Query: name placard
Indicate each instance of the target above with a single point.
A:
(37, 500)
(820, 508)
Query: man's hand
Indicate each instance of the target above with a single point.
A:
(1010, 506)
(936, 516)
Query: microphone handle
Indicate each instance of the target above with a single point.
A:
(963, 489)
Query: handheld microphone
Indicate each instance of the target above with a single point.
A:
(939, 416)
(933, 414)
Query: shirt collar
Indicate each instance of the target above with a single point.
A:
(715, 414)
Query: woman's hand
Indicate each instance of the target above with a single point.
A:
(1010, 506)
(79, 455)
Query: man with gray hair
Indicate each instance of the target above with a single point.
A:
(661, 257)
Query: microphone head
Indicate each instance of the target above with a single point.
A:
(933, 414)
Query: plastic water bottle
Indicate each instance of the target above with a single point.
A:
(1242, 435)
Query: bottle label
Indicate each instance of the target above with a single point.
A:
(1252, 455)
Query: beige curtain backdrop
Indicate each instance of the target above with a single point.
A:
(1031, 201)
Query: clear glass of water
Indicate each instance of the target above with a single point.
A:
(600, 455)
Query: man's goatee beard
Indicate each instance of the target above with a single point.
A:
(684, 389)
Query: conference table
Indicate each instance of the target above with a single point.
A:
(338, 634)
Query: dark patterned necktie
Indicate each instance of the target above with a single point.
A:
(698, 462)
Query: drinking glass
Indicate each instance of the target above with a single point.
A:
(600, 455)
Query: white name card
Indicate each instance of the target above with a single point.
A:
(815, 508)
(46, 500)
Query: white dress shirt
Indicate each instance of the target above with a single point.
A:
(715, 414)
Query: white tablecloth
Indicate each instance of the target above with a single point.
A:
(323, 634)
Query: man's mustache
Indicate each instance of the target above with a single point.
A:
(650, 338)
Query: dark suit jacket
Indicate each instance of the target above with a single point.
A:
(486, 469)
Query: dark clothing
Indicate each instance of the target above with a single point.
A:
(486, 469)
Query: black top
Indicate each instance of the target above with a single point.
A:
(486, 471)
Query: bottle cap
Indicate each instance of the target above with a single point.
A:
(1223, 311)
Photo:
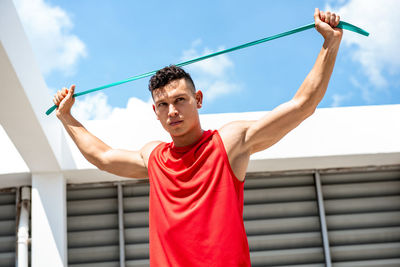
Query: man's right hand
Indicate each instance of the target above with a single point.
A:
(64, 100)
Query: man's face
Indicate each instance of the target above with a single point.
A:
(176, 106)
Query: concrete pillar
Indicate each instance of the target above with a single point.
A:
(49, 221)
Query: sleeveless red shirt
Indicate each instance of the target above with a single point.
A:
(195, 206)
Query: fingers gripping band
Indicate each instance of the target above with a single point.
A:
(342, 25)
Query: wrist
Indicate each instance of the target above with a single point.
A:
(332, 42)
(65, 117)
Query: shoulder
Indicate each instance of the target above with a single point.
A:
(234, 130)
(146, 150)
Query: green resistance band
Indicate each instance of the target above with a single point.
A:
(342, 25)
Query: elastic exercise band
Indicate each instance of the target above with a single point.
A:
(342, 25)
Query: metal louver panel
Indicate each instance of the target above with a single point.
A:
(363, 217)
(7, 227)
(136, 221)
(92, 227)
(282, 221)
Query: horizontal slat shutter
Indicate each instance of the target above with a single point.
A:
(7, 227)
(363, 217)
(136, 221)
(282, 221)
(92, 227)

+++++

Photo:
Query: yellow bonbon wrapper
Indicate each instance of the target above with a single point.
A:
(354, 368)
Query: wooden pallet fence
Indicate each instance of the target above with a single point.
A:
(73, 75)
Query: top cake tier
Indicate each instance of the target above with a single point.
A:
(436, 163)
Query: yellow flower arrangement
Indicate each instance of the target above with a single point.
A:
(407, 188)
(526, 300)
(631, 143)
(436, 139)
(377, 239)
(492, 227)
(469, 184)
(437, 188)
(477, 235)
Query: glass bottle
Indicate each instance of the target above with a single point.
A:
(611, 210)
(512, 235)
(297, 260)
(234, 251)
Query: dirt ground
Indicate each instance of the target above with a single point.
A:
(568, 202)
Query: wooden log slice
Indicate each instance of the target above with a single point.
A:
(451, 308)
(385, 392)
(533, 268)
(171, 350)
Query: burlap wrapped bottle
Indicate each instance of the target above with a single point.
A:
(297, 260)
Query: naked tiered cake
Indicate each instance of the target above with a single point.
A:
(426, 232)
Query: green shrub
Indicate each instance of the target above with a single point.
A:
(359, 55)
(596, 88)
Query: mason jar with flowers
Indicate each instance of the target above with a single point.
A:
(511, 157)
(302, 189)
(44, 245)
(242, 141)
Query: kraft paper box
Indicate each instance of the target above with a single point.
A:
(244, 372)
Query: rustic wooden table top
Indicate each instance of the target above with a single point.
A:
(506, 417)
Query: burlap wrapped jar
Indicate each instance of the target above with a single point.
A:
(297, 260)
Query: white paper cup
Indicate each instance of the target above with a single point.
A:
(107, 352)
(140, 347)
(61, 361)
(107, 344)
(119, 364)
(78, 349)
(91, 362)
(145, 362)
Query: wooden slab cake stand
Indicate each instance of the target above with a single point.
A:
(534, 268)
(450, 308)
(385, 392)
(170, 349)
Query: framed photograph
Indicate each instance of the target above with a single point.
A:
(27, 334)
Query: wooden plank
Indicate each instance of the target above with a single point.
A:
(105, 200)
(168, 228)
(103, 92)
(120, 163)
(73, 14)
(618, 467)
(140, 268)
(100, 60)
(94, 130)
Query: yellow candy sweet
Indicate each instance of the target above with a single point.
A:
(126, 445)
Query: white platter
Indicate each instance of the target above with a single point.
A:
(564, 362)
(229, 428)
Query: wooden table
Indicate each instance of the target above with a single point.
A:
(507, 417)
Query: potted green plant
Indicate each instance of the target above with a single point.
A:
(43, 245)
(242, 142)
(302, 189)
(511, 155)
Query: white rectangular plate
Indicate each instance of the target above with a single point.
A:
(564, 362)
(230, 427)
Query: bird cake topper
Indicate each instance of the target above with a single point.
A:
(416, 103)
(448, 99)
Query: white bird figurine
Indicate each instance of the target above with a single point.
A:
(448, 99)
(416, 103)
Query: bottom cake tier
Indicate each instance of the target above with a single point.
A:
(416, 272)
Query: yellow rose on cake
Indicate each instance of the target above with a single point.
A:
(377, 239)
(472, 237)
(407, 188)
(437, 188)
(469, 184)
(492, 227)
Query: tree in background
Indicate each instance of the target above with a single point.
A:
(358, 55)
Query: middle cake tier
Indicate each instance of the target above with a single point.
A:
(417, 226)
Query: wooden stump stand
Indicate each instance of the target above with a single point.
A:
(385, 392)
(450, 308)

+++++

■ **Action item**
Where in the records does the string "shirt" appear? Copy every line that has it.

■ **Your response**
Query: shirt collar
Query: white dress shirt
Query: sleeveless red shirt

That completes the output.